-- Start --
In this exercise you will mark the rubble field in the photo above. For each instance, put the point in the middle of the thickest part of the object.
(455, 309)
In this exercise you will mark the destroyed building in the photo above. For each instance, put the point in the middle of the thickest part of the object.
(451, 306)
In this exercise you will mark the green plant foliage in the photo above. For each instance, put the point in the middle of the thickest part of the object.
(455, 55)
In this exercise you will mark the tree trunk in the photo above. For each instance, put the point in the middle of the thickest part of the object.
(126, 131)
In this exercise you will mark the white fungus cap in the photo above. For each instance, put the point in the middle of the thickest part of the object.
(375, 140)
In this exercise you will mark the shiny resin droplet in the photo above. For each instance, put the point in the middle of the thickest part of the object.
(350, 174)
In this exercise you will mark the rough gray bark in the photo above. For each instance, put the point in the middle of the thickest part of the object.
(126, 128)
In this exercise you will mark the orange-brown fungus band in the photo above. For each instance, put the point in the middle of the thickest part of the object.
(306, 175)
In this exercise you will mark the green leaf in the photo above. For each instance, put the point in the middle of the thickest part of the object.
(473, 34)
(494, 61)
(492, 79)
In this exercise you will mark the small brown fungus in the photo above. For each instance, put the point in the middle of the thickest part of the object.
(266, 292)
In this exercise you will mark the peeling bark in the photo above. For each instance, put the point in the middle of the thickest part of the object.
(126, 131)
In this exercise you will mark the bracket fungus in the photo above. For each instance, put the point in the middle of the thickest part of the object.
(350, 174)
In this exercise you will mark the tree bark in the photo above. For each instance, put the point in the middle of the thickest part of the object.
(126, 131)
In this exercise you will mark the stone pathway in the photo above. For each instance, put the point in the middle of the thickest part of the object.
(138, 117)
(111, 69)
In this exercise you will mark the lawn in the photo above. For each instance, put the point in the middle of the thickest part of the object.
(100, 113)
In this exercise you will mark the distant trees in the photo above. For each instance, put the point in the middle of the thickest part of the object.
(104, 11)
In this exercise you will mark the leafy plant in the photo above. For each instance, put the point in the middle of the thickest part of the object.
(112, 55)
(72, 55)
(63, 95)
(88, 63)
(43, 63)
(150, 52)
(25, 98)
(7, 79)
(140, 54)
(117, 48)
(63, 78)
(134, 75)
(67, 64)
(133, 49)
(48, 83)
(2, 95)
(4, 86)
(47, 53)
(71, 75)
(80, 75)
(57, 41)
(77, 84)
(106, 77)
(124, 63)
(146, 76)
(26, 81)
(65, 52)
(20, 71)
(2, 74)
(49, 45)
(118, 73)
-- End --
• _What to work on_: Could you change "thickest" to "widest" throughout the records and write all the lines out again with nothing else altered?

• _Response below_:
In this exercise you will mark the rubble field in the photo above. For each instance, put the point in the middle of the widest part of the object.
(455, 309)
In this exercise you will mark the destroyed building in the photo above. For each instance, put the point in the middle of the widest part of the object.
(451, 306)
In this exercise you will mark the green plant foliage in the photo above. For each instance, put the point in the middle of the widest part of the object.
(455, 55)
In this exercise you will mark the tree trunk in the photo above. For each instance, put the point in the middle of the widest part of the object.
(126, 131)
In this exercise you will mark the white fungus cap in the photo above. For each instance, put the point in the middle of the widest part of the object.
(375, 140)
In this exercise you will mark the shiny resin droplet in the photo above. For each instance, put the point in the middle of the widest part of the object.
(350, 174)
In this exercise you will mark the rough gray bark in the photo above. For each instance, put the point in the middle of the widest part of the object.
(126, 128)
In this exercise you will mark the orange-brown fungus band in the photo above. For each instance, put the point in the middle of the widest part of the object.
(306, 175)
In this exercise you will mark the green leaf in the photo above. For each instance, put the point in the middle of the widest part of the object.
(473, 34)
(494, 61)
(492, 79)
In this exercise you will mark the small brown fungus in the photo above. For each instance, put the point in the middle of the widest part of the object.
(266, 292)
In this exercise you will mark the peeling bark in the photo above. For each instance, put the point in the middle of the widest part of the object.
(126, 131)
In this exercise you will mark the bracket fungus in the photo above. For each instance, put the point in the middle of the widest part of the object.
(350, 174)
In this exercise you will mark the tree bark in the photo above. For each instance, put the point in the middle of the widest part of the object.
(126, 131)
In this exercise you will mark the stone pathway in the photo above. For each instance, put the point in the middle of the widest part of the object.
(138, 117)
(111, 69)
In this exercise you will mark the lawn in the photo above. For each instance, put the point in the middle of the widest part of the object.
(100, 113)
In this exercise you will mark the distant trees in the photo above. For each instance, put the point in the middle of the widest part of the object.
(104, 11)
In this exercise you will mark the leafy plant in the photo above. For each instance, put the point in the middle of the widest part of the object.
(112, 55)
(72, 55)
(63, 95)
(88, 63)
(43, 63)
(150, 52)
(25, 98)
(7, 79)
(140, 54)
(117, 48)
(63, 78)
(134, 75)
(67, 64)
(133, 49)
(48, 83)
(2, 95)
(4, 86)
(47, 53)
(71, 75)
(80, 75)
(57, 41)
(77, 84)
(106, 77)
(124, 63)
(146, 76)
(26, 81)
(65, 52)
(20, 71)
(2, 74)
(49, 45)
(118, 73)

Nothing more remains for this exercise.